[Excerto do texto]
○ ○ ○ ○

Em 13/01/2017 foi proferido despacho ordenando a notificação da ré para se pronunciar sobre a admissibilidade e o objecto da perícia requerida pelos autores, tendo a ré declarado não se opor e requerendo que a perícia incidisse também sobre matéria alegada na contestação.
Foi realizada perícia singular por perita nomeada pelo tribunal que apresentou o relatório de fls. 74 a 85, onde se lê, além do mais:
«(…)
Observou-se que o muro de suporte do logradouro da moradia encontra-se com graves Trincas e Aberturas, que reflecte que a moradia sofreu deslocamento de massa, conforme pode-se observar nas seguintes imagens:
(…)
Estas patologias são causadas pela movimentação de materiais/solo derivadas da saturação dos solos que provocam o deslocamento de fundação, ou pode ser consequência também da ocorrência de vibrações na área envolvente.
Uma vez que não se verifica na zona envolvente trabalhos de escavações que tenha provocado vibrações no solo, pela morfologia, orientação diagonal e dimensão das fissuras e trincas verificadas, tudo indica que estas patologias visíveis e descritas anteriormente, tenham surgido com a possível ocorrência de elevados níveis de lençóis freáticos no solo ou bolsas de água, derivados das chuvas intensas que tenha ocorrido. A gravidade destas patologias são resultado de movimentação de solo e deslizamento de massa que ocorreu nas fundações da moradia.

○ ○ ○ ○

[Dados fornecidos]

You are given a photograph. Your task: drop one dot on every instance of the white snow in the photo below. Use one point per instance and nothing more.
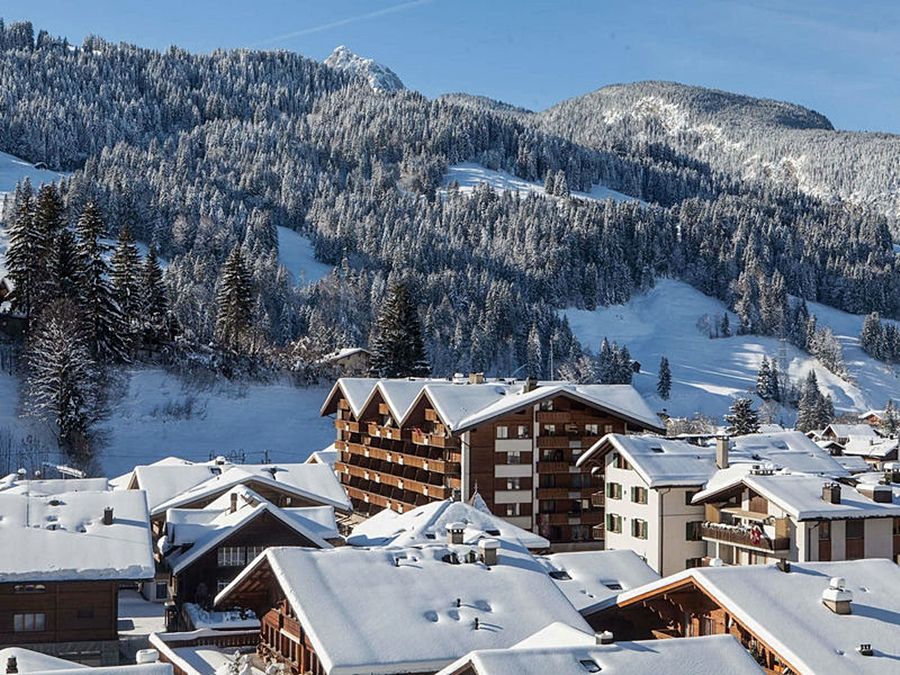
(62, 537)
(160, 414)
(708, 374)
(405, 618)
(471, 174)
(296, 253)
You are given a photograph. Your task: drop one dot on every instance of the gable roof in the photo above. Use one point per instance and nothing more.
(62, 537)
(563, 649)
(428, 524)
(785, 610)
(406, 618)
(190, 529)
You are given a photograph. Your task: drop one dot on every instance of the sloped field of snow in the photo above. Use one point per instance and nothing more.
(707, 374)
(295, 252)
(160, 414)
(470, 174)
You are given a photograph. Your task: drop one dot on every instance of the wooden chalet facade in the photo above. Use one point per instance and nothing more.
(519, 458)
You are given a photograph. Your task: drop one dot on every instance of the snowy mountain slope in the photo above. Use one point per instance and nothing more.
(160, 414)
(707, 374)
(469, 175)
(295, 252)
(380, 78)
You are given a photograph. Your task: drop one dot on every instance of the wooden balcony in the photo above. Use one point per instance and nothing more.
(742, 536)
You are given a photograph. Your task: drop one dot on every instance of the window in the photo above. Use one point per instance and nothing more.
(692, 530)
(231, 556)
(639, 528)
(613, 523)
(29, 623)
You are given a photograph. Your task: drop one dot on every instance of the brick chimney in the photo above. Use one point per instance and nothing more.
(722, 447)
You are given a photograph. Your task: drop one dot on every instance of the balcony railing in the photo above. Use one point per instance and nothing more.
(743, 536)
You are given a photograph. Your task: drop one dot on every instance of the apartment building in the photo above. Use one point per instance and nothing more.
(406, 442)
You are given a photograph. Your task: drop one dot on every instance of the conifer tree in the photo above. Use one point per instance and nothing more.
(664, 384)
(397, 345)
(742, 418)
(235, 302)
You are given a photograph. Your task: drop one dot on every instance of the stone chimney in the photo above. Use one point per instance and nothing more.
(722, 447)
(604, 638)
(455, 533)
(831, 493)
(489, 549)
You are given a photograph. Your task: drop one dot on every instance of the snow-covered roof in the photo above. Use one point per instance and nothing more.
(428, 524)
(592, 580)
(670, 462)
(785, 610)
(314, 482)
(564, 650)
(798, 494)
(30, 662)
(62, 537)
(192, 532)
(411, 611)
(463, 405)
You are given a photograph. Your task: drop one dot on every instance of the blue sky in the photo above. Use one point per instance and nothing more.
(838, 57)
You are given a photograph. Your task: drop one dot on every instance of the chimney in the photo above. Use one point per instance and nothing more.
(722, 446)
(604, 638)
(455, 533)
(836, 597)
(831, 493)
(489, 549)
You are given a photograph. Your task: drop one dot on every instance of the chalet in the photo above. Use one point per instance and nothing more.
(559, 648)
(416, 609)
(203, 549)
(28, 662)
(406, 442)
(650, 484)
(63, 558)
(757, 515)
(838, 618)
(430, 522)
(174, 483)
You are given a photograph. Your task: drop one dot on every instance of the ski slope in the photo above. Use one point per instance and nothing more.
(470, 174)
(707, 374)
(296, 253)
(160, 414)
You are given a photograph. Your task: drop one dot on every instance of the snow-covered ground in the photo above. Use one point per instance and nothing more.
(295, 252)
(470, 174)
(160, 414)
(707, 374)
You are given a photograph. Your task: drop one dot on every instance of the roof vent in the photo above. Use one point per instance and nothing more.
(831, 493)
(605, 638)
(836, 597)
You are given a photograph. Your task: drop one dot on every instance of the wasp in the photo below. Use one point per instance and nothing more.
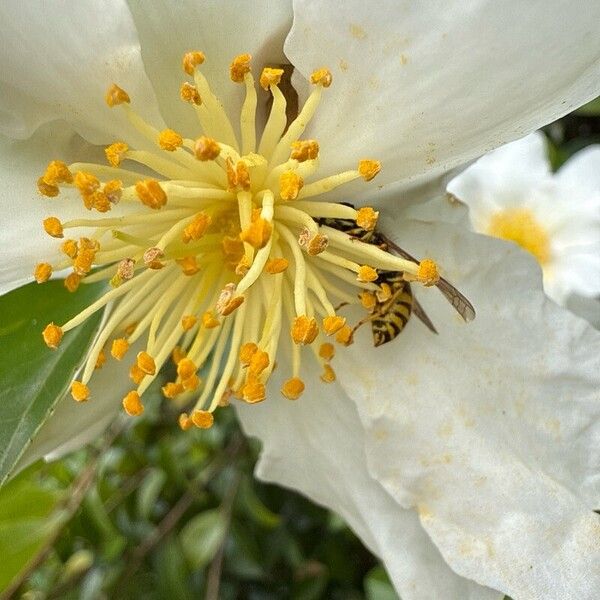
(395, 302)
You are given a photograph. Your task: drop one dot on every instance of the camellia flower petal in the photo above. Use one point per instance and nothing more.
(512, 195)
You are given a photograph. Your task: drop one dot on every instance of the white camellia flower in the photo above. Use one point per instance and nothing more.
(512, 194)
(468, 461)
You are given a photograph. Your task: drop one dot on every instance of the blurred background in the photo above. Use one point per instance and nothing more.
(152, 512)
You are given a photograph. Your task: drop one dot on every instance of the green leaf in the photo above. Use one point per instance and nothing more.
(202, 537)
(27, 521)
(33, 377)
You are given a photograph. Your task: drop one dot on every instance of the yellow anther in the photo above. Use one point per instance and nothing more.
(209, 321)
(69, 247)
(188, 321)
(247, 351)
(72, 281)
(197, 228)
(151, 193)
(191, 60)
(146, 363)
(189, 93)
(57, 172)
(45, 189)
(328, 375)
(115, 96)
(206, 148)
(177, 354)
(313, 244)
(172, 390)
(428, 273)
(100, 360)
(369, 168)
(189, 265)
(326, 351)
(86, 183)
(52, 335)
(169, 140)
(152, 258)
(270, 77)
(290, 184)
(367, 218)
(292, 389)
(344, 336)
(259, 362)
(42, 272)
(321, 77)
(191, 383)
(366, 274)
(136, 374)
(203, 419)
(79, 391)
(119, 348)
(253, 391)
(303, 150)
(258, 233)
(115, 153)
(186, 368)
(239, 67)
(132, 404)
(185, 422)
(276, 265)
(333, 324)
(304, 330)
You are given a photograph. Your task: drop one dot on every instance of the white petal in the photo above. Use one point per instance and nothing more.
(58, 62)
(222, 30)
(425, 86)
(316, 446)
(491, 429)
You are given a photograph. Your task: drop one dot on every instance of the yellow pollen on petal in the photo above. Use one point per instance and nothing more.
(203, 419)
(292, 389)
(116, 95)
(303, 150)
(191, 60)
(52, 335)
(53, 227)
(115, 153)
(146, 363)
(321, 77)
(290, 184)
(206, 148)
(151, 193)
(366, 274)
(520, 225)
(428, 273)
(333, 324)
(42, 272)
(72, 282)
(276, 265)
(367, 218)
(132, 404)
(270, 77)
(119, 348)
(169, 140)
(188, 93)
(79, 391)
(368, 169)
(258, 233)
(240, 65)
(304, 330)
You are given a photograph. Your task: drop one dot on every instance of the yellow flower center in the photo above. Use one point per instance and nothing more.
(220, 260)
(520, 225)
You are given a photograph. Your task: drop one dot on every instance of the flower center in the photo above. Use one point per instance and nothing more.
(520, 225)
(219, 259)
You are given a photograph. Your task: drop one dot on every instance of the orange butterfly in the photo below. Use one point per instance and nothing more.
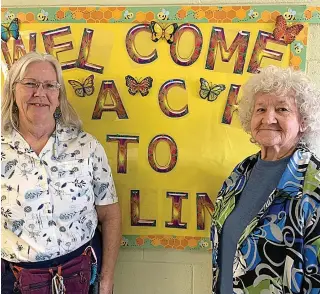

○ ○ ○ ○

[Instruções]
Dê seguimento ao excerto sobre a perícia às trincas da moradia e do muro de suporte, começando logo após a última frase.

[Resposta escrita]
Os solos de fundações na área em estudo são dominados por dv - depósitos de vertentes, conforme descrito na carta geologia. Estes solos não são coesos e possui uma fraca resistência e na presença de muita água (saturação) ocorre deslizamentos.
Para a reparação destas patologias será necessário executar os seguintes trabalhos:
. Selagem e tratamento de todas as fissuras existentes no exterior e interior da moradia;
. Aplicar uma camada de impermeabilizante na parede exterior, nas paredes que possuem as fissuras;
. Tratamento das humidades nas paredes exteriores e interiores;
. Pintura nas paredes interiores e exteriores;
. Remoção dos mosaicos que possuem fissuras; e colocação de novos;~
. Remoção de parte do pavimento flutuante de madeira (zona localizada), tratamento das humidades e colocação de novo revestimento do pavimento incluindo o rodapé;
. Realizar alguns remates na cobertura da cerâmica;
. Regularização do revestimento exterior e pintura exterior e interior;
A Estimativa de Custo para a reparação dos trabalhos e patologias verificadas e reportadas neste relatório é de 6.680,00 €, conforme descrição em anexo (tabela).
Questões/Factos do Réu
Questões de facto dos artigos 6º, 8º, 9º, 10º, 11º, 12º, 14º da contestação da Ré.

Os danos alegados na douta petição foram na sua maioria consequência da movimentação do solo da fundação, que parte das patologias verificadas poderá ter resultado da intempérie ocorrida em Novembro de 2012.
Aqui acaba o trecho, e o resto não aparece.